Pero en su corazón no acampó la desconfianza, el
desasosiego, la desesperación. En lo profundo de su alma seguía reinando
la paz y la confianza en Dios. Y en su interior volvería a resonar con
fuerza y seguridad el fiat aquel lleno de amor de la anunciación.
Para
nosotros Cristo mismo predijo no pocos males, dolores y sufrimientos.
Cristo nos pidió como condición de su seguimiento el negarse a uno mismo
y el tomar la propia cruz cada día. Nos prometió persecuciones por
causa suya. Nos aseguró que seríamos objeto de todo género de mal por
ser sus discípulos; que nos llevarían ante los tribunales; que nos
insultarían y despreciarían; que nos darían muerte. ¡Qué importante es,
ante estas exigencias, recordar el ejemplo de nuestra Madre!
El verdadero cristiano, el buen hijo de María, no se amedrenta ni se
echa atrás ante la cruz. Demuestra su amor acogiendo la voluntad de Dios
con decisión y entereza, con amor.
El dolor ante la matanza de los inocentes por Herodes.
María
debió sufrir mucho al enterarse de la barbarie perpetrada por el rey
Herodes. La matanza de los inocentes. ¿Qué corazón con un mínimo de
sensibilidad no sufriría ante esa monstruosidad? Ella también era madre.
Y ¡qué Madre! ¡con qué corazón! ¡con qué sensibilidad! ¿Cómo no le iba a
doler a María el asesinato de esos niños indefensos? Además,
seguramente, María conocía a muchos de esos pequeñines. Conocía a sus
madres... Sí, es muy diverso cuando te dicen que murieron X personas en
un atentado en Medio Oriente, a cuando te
comunican que han matado a uno o varios amigos y conocidos tuyos...
Entonces la cosa cambia.

+ + + +

## OBJETIVO A
Responda estas preguntas sobre el extracto acerca de María:
(i) ¿Qué pidió Cristo como condición de su seguimiento?
(ii) ¿Qué barbarie perpetrada por el rey Herodes se menciona?
(iii) ¿Cómo demuestra su amor el verdadero cristiano?
## OBJETIVO B
Filtre las filas y copie cada línea que contenga la cadena "Query". Se distinguen mayúsculas y minúsculas.

## FILAS DE DATOS
+ + + +

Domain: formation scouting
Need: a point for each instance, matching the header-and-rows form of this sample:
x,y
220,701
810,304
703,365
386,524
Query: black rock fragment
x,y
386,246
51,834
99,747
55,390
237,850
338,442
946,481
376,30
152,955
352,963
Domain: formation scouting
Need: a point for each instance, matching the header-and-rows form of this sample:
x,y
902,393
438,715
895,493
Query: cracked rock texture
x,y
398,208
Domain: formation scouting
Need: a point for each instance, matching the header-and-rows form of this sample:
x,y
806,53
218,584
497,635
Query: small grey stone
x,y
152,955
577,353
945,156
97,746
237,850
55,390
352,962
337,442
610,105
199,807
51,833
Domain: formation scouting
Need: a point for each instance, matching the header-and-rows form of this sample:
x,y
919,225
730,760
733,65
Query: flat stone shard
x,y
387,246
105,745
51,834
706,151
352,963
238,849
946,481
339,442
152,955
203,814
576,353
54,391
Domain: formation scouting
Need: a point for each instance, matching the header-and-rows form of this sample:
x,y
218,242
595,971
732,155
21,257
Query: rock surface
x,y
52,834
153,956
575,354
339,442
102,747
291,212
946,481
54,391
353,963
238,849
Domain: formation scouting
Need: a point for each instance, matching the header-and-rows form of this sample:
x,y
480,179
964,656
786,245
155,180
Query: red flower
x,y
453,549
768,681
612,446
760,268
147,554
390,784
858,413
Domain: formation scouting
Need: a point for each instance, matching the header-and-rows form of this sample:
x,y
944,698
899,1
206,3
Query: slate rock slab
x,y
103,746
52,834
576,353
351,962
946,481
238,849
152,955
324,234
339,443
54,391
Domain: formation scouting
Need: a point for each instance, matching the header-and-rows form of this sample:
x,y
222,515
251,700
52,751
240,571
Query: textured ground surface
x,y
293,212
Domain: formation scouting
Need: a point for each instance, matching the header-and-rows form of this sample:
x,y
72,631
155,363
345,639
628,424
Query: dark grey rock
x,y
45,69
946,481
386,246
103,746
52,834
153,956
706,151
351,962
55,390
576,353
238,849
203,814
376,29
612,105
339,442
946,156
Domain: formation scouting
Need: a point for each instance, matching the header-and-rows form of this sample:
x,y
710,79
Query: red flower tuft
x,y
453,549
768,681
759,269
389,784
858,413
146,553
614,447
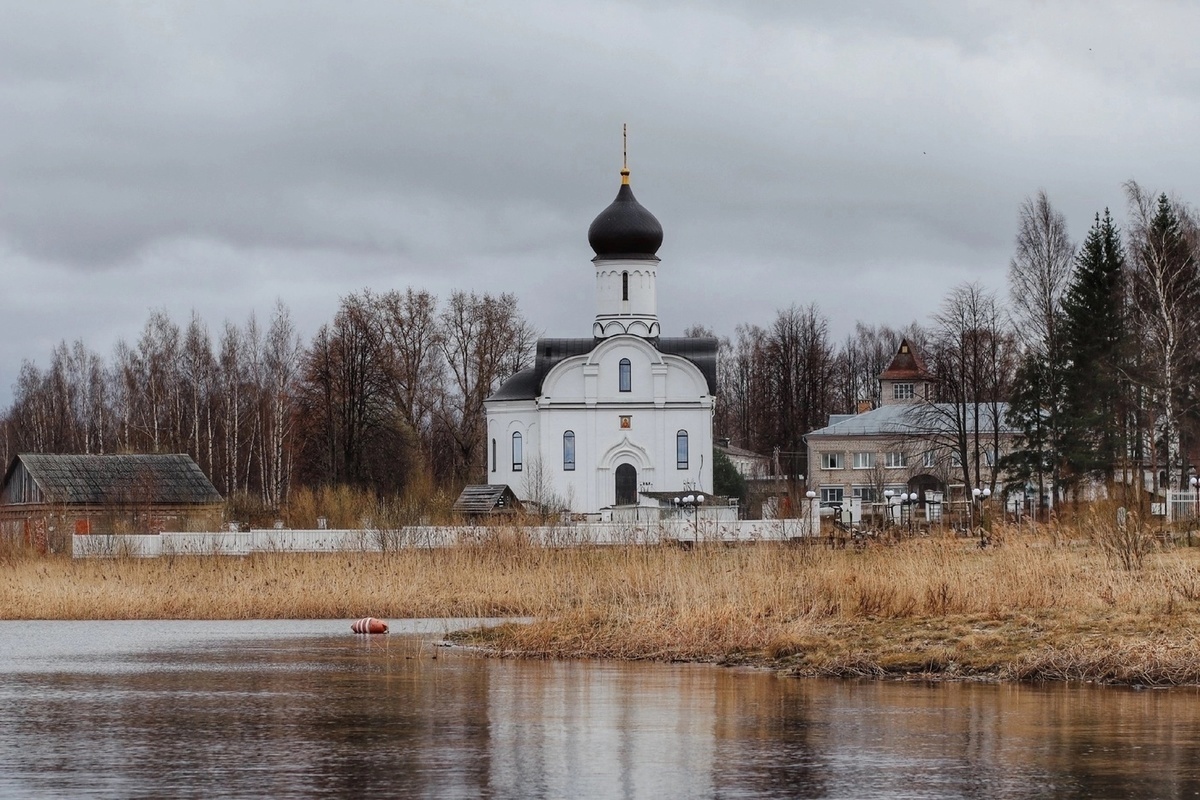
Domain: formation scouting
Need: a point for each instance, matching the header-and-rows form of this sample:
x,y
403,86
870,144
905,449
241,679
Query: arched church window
x,y
569,450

+ + + +

## RESPUESTA CORRECTA A
(i) Negarse a uno mismo y tomar la propia cruz cada día.
(ii) La matanza de los inocentes.
(iii) Acogiendo la voluntad de Dios con decisión y entereza, con amor.

## RESPUESTA CORRECTA B
Query: black rock fragment
Query: cracked rock texture
Query: small grey stone
Query: flat stone shard
Query: rock surface
Query: red flower
Query: slate rock slab
Query: textured ground surface
Query: dark grey rock
Query: red flower tuft
Query: arched church window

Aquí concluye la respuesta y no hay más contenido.